- Document segment -
────────────────

Single by Tina Cousins

from the album Killing Time
- Released: 2 November 1998
- Length: 3:56
- Label: Jive; Eastern Bloc;
- Songwriters: Mark Topham; Karl Twigg;
- Producers: TTW (Topham, Twigg, Pete Waterman)

Tina Cousins singles chronology
| "Mysterious Times" (1998) | "Pray" (1998) | "Killin' Time '99" (1999) |

Music video
- "Pray" on YouTube

= Pray (Tina Cousins song) =

1998 single by Tina Cousins

"Pray" is a song by British singer Tina Cousins. It was written by Mark Topham and Karl Twigg and released on 2 November 1998 as the third single from her debut album, Killing Time (1999). The song was her second consecutive top-20 hit in the United Kingdom and her first top-10 hit in Australia, where it achieved gold status. In Europe, "Pray" reached the top 10 in Finland and peaked at number 48 on the Eurochart Hot 100 in November 1998.

"Actually I've appeared on loads of religious programmes since "Pray" was released. I was really surprised at first, because the song is more about respecting the environment we live in, rather than any particular religion. But my mum and dad were delighted."
— —Tina Cousins talking about the song.

==Critical reception==
AllMusic editor MacKenzie Wilson remarked that the high-tempo R&B sounds on "Pray" "are so energetic and exciting, the club/dance scene can only be heightened". Michael Paoletta from Billboard complimented it as a "hugely anthemic single". Talia Jackson from Dayton Daily News felt that on the "Gothic-style track, she appeals for salvation while a futuristic cadence creates a compelling sound." Chuck Campbell from Knoxville News Sentinel said "it's hard to escape the overwhelming hope and positivity of the histrionic first single", "Pray". Pan-European magazine Music & Media wrote, "Ms. Cousins' first real claim to fame was her presence on Sash!'s huge hit "Mysterious Times" earlier this year. With this effort, she proves that she is perfectly capable of going it alone. This song is well suited to a fairly broad range of formats, and should do well on the dancefloor as well."

────────────────

- Material provided -
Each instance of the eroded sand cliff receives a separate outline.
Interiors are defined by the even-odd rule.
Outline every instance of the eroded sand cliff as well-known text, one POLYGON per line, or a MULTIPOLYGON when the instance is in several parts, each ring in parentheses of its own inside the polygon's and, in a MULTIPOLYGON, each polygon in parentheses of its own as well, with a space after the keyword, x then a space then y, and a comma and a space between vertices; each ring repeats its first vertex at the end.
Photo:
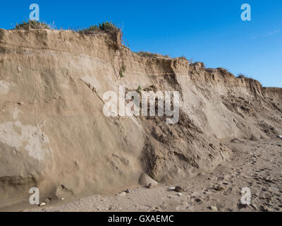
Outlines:
POLYGON ((33 186, 60 198, 134 186, 142 172, 159 182, 192 177, 228 158, 224 141, 282 133, 282 89, 120 46, 106 34, 0 30, 1 206, 33 186), (120 85, 179 91, 178 123, 106 117, 103 95, 120 85))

────────────────

- What you have to do -
State whether each statement agrees with the article on the song "Pray": (a) "Pray" was the second single from Killing Time; (b) the song achieved gold status in Australia; (c) Tina Cousins says the song is mainly about a particular religion. Answer each with yes or no and quote the words of the article that decide it.

- Reply -
(a) No: "released on 2 November 1998 as the third single from her debut album, Killing Time (1999)"
(b) Yes: "her first top-10 hit in Australia, where it achieved gold status"
(c) No: "the song is more about respecting the environment we live in, rather than any particular religion"